◆ Ausgangstext
Eines schönen Tages also fuhren wir los, um
in einem Garten-Center einzukaufen. Noch unterwegs hatten wir nichts anderes im
Sinn als Folie für einen Frosch-Pool. Angesichts der zahlreichen kleinen und
großen Plastik-Becken aber, die in dem Garten-Center verlockend angeboten
wurden, änderten wir unser Programm. Plötzlich bewegte uns der Einfall, uns
einen kleinen Fischteich zuzulegen. Irgendwie stand das einfach auf der
Tagesordnung.
Unser Sohn weigerte sich nämlich kategorisch,
in seiner Pfütze irgendwelche Fische anzusiedeln. Bei ihm sollte Natur pur zu
beobachten sein. Er hatte die Hoffnung, ein größeres Wasserloch würde auch
Molche anlocken und vor allem Frösche dazu verführen, Hochzeit zu feiern.
Fische, erklärte er standhaft, würden da nur stören!

◆ Übungsaufgabe
Gib den Text über den Fischteich oben vollständig und Wort für Wort wieder.

Datensätze

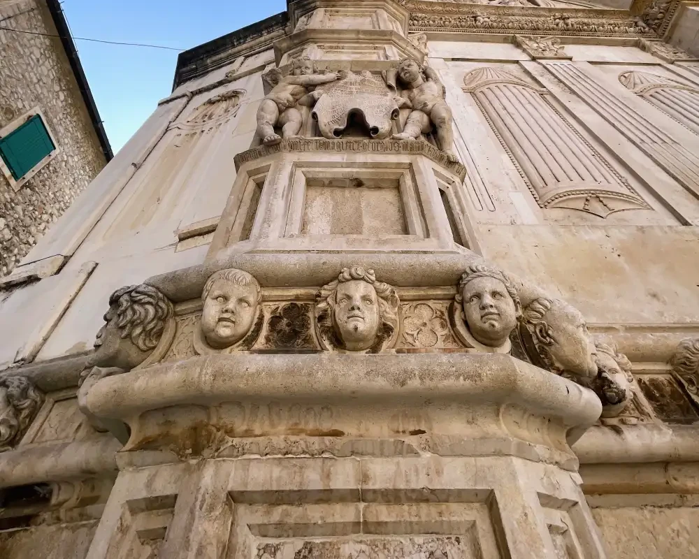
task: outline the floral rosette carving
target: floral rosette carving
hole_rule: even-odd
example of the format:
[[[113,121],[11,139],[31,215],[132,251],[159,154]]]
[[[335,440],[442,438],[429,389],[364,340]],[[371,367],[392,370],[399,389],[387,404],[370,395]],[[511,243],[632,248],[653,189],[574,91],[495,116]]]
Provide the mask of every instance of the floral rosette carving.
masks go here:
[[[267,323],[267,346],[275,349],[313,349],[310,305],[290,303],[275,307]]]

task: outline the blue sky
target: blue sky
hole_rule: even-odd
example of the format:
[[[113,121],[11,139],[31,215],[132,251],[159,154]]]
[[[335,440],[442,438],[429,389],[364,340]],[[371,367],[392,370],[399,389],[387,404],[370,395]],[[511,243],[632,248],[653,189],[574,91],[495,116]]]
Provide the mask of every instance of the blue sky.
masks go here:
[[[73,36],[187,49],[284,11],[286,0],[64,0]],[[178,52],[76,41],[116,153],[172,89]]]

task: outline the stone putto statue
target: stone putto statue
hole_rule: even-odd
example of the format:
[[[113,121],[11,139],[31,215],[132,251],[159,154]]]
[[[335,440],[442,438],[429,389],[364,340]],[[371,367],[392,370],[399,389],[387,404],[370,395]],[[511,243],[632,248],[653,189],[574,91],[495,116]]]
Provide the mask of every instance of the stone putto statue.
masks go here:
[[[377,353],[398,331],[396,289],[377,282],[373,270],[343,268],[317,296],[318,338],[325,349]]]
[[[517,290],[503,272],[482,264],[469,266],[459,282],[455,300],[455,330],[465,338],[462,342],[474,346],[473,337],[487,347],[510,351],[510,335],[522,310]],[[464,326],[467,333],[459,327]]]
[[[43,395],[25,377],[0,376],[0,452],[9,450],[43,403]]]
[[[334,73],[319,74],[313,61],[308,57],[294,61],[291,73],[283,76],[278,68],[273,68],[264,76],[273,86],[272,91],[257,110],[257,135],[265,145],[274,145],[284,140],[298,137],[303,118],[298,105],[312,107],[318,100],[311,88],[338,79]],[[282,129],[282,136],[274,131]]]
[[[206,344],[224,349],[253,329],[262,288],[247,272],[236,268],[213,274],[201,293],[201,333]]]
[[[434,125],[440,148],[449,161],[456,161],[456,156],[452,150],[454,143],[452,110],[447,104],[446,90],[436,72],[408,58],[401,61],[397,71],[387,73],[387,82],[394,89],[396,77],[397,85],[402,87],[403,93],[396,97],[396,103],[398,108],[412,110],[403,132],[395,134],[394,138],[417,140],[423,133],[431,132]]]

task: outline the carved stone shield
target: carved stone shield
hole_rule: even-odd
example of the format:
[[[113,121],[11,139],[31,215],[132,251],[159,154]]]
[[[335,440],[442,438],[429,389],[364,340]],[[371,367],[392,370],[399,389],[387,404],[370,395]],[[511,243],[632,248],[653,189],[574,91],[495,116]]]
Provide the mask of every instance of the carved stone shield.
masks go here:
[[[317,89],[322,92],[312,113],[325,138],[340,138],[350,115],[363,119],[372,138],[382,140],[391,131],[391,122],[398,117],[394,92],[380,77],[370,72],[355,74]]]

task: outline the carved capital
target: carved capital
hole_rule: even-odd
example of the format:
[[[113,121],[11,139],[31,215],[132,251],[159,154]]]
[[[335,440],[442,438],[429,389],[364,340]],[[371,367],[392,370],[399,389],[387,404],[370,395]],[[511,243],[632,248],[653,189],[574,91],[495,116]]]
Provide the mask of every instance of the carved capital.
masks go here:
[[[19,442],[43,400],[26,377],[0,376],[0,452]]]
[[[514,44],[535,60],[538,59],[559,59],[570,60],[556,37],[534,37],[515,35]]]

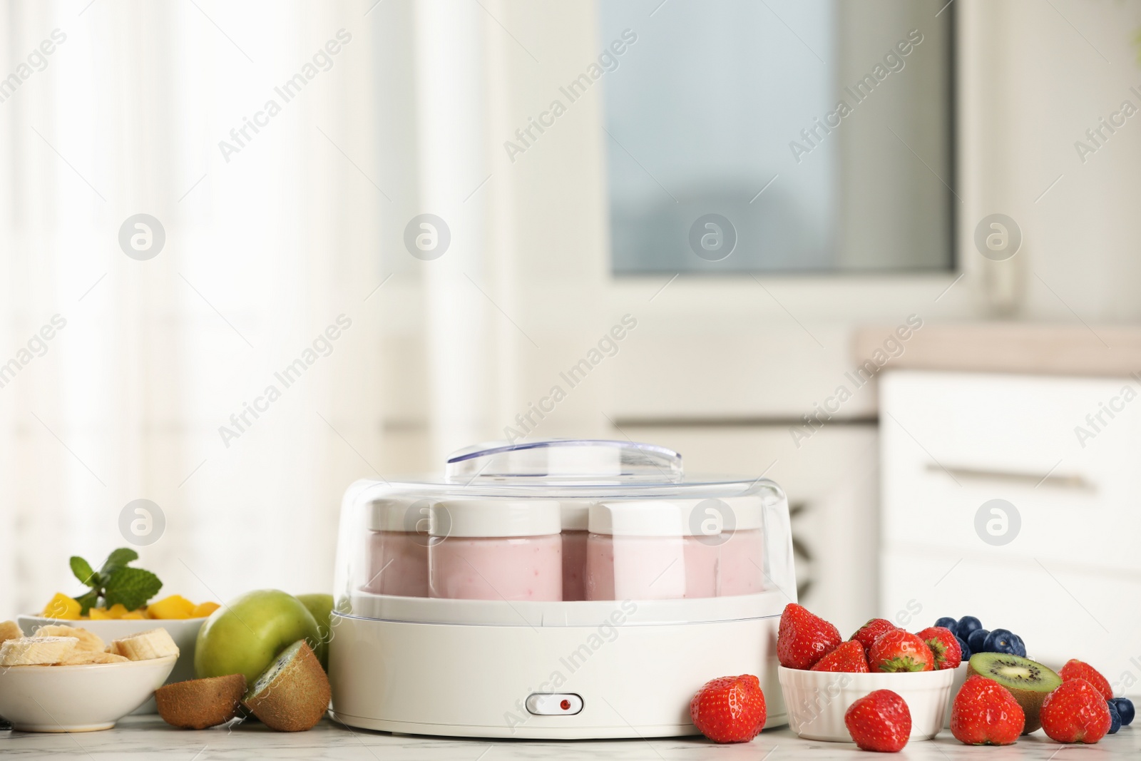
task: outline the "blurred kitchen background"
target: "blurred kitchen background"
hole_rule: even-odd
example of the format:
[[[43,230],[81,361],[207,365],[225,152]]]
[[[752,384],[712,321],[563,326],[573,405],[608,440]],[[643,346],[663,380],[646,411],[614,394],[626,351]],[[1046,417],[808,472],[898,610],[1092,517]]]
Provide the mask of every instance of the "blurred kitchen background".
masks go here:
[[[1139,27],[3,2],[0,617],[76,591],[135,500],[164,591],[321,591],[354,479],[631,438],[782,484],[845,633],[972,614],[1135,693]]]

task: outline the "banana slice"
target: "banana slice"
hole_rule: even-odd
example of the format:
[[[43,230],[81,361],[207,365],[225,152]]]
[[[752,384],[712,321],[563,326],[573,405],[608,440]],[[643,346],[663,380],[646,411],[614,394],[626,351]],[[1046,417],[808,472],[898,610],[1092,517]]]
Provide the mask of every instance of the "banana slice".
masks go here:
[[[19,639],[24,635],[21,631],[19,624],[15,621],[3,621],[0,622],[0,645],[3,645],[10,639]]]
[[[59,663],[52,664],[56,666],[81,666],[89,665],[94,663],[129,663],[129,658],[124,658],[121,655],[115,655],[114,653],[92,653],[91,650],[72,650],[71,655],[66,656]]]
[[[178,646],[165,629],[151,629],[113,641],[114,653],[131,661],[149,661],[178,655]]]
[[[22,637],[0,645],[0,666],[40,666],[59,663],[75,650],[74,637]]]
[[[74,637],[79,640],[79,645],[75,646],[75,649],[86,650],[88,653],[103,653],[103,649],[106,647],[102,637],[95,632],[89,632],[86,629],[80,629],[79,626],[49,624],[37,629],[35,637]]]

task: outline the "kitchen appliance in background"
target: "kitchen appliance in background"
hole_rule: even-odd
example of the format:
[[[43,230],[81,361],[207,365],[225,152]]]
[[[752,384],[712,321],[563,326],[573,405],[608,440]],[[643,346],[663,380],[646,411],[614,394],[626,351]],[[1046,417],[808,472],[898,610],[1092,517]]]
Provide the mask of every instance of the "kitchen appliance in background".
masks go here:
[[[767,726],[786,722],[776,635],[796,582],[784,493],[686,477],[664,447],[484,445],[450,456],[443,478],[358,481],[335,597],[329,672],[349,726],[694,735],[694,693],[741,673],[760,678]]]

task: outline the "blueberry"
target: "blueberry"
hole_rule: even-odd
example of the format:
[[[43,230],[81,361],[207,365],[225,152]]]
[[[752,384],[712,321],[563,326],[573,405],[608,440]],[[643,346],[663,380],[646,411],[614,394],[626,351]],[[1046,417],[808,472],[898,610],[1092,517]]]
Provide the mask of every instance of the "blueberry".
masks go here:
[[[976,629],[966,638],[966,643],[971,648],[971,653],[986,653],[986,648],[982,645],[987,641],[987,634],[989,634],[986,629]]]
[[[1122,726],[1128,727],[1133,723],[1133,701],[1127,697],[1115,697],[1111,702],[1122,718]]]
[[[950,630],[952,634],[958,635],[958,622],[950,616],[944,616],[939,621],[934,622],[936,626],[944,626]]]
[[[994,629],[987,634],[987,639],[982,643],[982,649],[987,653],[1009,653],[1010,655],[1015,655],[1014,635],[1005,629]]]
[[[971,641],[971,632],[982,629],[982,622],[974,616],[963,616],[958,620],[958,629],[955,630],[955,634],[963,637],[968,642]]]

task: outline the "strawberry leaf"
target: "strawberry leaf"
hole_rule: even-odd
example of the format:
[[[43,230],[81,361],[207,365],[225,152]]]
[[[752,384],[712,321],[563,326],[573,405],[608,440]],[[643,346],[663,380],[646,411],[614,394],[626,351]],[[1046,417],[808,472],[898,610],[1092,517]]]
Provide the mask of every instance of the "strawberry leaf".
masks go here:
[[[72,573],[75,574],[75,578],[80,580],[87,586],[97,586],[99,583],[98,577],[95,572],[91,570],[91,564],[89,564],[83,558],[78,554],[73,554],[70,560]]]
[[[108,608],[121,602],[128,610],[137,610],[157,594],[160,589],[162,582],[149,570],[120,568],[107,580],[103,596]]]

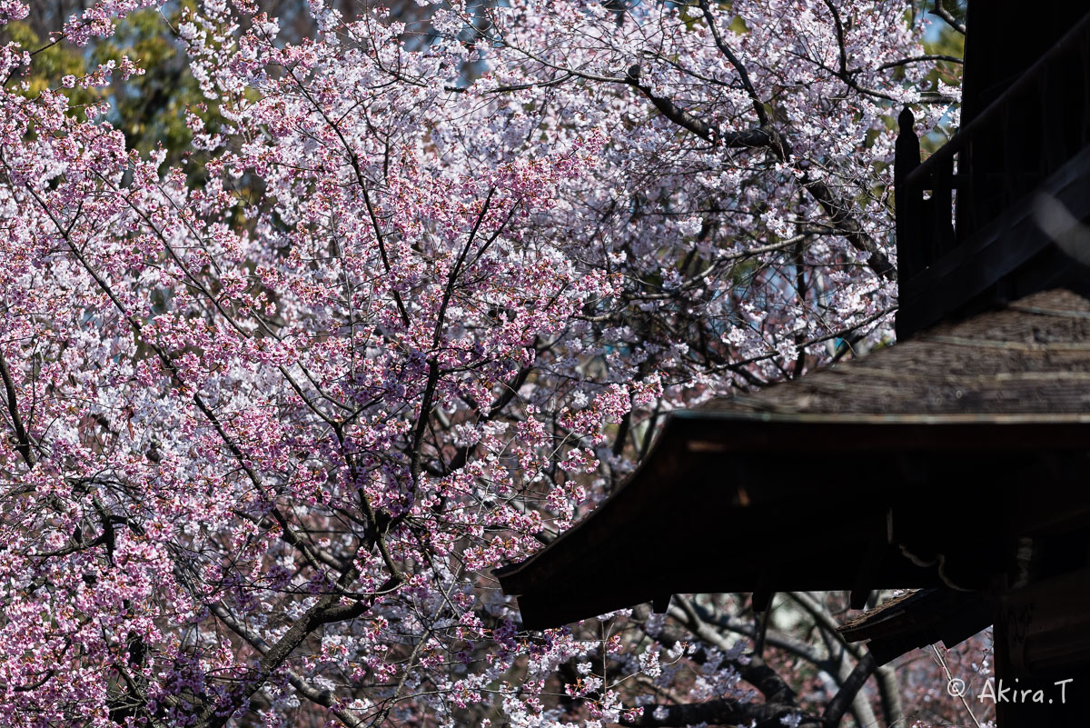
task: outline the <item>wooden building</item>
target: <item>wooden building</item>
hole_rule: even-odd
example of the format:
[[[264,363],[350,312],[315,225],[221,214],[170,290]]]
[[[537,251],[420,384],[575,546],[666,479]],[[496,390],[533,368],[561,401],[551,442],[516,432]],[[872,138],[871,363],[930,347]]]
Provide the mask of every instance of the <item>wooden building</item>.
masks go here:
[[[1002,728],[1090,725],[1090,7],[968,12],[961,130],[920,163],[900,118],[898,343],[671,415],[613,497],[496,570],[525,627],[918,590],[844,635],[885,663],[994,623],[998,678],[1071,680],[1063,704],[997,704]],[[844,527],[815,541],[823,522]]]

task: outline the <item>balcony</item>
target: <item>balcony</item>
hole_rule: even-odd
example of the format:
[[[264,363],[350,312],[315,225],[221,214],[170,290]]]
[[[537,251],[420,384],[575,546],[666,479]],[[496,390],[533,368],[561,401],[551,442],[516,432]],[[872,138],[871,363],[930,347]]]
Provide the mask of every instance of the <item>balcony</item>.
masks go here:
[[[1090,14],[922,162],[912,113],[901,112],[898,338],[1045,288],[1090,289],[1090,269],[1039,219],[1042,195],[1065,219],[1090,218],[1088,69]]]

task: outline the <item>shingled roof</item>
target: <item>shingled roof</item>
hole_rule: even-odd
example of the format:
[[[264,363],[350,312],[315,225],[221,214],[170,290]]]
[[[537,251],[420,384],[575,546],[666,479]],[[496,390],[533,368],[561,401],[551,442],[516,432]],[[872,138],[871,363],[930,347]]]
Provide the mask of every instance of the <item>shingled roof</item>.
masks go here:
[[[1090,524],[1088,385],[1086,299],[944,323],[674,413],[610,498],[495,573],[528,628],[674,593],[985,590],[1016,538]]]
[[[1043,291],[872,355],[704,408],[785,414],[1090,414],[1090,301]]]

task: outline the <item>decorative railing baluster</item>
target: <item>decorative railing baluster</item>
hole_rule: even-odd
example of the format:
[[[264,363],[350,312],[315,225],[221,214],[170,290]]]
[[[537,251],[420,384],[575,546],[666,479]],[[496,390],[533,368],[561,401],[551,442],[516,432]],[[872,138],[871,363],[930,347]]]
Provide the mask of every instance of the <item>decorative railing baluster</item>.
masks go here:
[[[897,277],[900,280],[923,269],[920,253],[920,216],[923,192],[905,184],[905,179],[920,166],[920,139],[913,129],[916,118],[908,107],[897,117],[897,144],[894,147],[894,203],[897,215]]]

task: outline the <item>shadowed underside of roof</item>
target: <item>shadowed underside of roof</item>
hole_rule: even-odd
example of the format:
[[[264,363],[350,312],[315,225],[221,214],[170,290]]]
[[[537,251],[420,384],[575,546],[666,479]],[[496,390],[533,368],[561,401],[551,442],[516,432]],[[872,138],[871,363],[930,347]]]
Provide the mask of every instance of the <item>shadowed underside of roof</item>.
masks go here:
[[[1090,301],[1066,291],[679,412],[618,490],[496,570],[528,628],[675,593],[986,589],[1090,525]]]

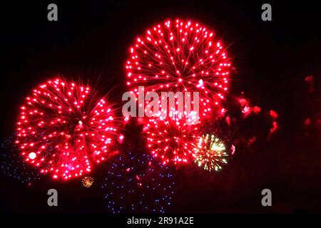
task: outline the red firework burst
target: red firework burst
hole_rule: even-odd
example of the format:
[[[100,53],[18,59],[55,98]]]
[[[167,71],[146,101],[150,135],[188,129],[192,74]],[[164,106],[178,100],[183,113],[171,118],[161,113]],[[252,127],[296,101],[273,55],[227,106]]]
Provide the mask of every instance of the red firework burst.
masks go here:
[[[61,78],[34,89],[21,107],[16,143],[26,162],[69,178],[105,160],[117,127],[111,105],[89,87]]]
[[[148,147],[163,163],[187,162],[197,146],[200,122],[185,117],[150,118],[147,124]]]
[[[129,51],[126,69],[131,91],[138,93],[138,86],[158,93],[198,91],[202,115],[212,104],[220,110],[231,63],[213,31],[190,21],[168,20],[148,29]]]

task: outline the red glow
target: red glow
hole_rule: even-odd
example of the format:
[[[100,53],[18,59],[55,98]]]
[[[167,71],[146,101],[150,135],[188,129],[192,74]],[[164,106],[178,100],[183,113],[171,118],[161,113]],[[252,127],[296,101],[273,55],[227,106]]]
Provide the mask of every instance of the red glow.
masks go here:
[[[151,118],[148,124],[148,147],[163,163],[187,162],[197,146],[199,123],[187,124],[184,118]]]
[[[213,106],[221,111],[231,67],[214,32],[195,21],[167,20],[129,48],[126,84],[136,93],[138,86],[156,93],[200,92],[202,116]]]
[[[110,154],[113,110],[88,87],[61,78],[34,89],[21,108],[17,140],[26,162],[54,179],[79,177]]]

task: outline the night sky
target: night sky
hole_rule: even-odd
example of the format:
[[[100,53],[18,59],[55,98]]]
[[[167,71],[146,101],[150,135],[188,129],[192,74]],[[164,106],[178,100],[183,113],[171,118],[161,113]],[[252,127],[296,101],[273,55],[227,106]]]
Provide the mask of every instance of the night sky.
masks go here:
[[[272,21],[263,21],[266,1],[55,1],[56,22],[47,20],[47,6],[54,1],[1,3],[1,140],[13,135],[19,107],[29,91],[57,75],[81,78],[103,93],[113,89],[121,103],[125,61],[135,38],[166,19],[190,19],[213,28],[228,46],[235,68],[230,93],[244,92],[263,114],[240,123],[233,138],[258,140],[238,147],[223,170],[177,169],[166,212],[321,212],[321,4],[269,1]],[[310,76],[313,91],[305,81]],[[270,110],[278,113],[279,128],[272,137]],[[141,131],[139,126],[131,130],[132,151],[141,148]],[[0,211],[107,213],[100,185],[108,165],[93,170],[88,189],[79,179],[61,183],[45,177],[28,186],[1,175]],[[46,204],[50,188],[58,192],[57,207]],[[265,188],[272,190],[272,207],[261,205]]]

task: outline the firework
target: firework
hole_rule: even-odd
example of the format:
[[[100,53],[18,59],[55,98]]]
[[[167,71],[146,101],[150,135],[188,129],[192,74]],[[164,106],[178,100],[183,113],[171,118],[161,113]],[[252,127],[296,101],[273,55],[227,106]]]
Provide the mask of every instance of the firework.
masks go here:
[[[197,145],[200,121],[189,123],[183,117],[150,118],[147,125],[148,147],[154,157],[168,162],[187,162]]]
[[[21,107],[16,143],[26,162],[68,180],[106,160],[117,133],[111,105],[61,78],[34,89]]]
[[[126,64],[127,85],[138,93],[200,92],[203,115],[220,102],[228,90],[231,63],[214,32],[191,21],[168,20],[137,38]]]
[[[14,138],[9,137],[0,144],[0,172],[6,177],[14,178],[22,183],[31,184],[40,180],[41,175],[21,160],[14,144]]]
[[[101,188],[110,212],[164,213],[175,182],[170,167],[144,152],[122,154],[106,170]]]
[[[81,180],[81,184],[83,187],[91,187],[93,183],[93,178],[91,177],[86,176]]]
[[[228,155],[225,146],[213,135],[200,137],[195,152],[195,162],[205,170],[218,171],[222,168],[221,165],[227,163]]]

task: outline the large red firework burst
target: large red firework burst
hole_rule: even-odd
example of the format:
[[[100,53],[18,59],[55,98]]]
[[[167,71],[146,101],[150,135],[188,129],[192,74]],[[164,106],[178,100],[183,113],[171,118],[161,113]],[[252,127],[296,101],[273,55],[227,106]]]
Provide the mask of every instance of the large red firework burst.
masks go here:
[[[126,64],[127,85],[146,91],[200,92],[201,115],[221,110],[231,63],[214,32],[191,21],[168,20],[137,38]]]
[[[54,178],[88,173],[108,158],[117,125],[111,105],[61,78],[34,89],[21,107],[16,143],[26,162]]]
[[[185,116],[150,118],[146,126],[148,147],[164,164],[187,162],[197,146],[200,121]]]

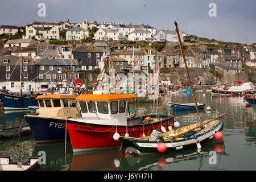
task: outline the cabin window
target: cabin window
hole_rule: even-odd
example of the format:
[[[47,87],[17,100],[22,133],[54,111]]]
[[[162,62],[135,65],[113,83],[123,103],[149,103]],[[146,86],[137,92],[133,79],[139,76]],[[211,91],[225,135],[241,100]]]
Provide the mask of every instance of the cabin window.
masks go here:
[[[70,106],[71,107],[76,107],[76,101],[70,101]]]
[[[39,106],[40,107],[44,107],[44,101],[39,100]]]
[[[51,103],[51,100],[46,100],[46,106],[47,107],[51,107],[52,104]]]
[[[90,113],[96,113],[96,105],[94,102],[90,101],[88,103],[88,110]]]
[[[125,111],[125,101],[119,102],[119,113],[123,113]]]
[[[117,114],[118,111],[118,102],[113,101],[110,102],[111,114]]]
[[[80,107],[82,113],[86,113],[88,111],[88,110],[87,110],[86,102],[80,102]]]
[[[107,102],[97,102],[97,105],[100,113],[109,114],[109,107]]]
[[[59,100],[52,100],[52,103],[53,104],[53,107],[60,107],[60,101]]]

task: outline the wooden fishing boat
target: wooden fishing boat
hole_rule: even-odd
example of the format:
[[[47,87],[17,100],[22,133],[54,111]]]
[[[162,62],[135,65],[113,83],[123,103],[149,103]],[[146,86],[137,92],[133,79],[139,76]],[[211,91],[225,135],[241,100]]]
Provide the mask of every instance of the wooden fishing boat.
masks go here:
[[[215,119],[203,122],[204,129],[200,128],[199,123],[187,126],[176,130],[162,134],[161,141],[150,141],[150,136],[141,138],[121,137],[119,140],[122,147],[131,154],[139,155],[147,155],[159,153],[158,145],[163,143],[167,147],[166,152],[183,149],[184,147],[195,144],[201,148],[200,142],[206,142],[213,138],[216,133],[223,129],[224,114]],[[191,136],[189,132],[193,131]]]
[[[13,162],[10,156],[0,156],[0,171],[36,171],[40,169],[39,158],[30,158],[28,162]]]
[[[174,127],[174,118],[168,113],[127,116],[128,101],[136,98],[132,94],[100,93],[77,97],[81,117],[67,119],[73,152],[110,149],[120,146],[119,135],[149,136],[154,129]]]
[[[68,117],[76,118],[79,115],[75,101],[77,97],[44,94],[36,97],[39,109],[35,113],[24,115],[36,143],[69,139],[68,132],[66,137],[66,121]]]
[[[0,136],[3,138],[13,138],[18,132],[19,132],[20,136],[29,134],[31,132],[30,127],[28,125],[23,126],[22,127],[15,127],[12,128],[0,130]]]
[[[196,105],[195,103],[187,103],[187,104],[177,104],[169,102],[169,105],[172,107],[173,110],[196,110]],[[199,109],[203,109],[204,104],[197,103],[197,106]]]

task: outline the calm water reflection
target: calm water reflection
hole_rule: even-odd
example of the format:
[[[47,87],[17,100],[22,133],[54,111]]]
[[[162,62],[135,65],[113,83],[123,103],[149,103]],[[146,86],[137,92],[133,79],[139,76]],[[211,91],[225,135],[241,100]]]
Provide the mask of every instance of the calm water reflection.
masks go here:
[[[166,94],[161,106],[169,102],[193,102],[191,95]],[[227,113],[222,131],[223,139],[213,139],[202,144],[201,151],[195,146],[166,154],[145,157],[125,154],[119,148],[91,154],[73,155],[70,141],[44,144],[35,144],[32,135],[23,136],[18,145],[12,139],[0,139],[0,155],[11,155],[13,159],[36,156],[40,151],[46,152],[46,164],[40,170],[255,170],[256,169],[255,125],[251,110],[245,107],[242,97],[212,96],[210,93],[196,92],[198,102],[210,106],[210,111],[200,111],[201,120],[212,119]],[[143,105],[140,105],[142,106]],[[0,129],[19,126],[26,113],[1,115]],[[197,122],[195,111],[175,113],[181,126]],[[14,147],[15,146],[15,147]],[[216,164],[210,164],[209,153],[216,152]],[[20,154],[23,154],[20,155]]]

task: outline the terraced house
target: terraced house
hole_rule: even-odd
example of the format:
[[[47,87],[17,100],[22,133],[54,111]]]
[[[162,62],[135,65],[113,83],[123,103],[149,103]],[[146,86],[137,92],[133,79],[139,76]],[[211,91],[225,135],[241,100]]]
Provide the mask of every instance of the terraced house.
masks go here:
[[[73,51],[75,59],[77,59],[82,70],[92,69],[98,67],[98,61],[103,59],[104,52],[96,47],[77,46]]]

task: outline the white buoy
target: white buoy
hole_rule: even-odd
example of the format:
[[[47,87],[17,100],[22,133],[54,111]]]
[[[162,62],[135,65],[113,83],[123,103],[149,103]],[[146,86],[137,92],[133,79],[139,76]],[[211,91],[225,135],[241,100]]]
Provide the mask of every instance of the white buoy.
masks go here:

◆ Gelöste Aufgabe
Eines schönen Tages also fuhren wir los, um
in einem Garten-Center einzukaufen. Noch unterwegs hatten wir nichts anderes im
Sinn als Folie für einen Frosch-Pool. Angesichts der zahlreichen kleinen und
großen Plastik-Becken aber, die in dem Garten-Center verlockend angeboten
wurden, änderten wir unser Programm. Plötzlich bewegte uns der Einfall, uns
einen kleinen Fischteich zuzulegen. Irgendwie stand das einfach auf der
Tagesordnung.
Unser Sohn weigerte sich nämlich kategorisch,
in seiner Pfütze irgendwelche Fische anzusiedeln. Bei ihm sollte Natur pur zu
beobachten sein. Er hatte die Hoffnung, ein größeres Wasserloch würde auch
Molche anlocken und vor allem Frösche dazu verführen, Hochzeit zu feiern.
Fische, erklärte er standhaft, würden da nur stören!